■ Material shown
━━━
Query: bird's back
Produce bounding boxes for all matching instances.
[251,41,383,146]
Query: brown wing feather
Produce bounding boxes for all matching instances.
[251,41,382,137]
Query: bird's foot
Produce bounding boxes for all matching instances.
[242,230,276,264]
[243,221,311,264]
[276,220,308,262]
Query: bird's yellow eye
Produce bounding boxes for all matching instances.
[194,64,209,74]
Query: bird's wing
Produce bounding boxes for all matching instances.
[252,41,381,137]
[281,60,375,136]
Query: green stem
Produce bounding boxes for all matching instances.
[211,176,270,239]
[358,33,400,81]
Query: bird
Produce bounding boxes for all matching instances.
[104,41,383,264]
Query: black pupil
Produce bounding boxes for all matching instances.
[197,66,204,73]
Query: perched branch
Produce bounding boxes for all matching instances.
━━━
■ Task to complete
Supply the count of lines in the entries that include "wing", and no other text.

■ Output of the task
2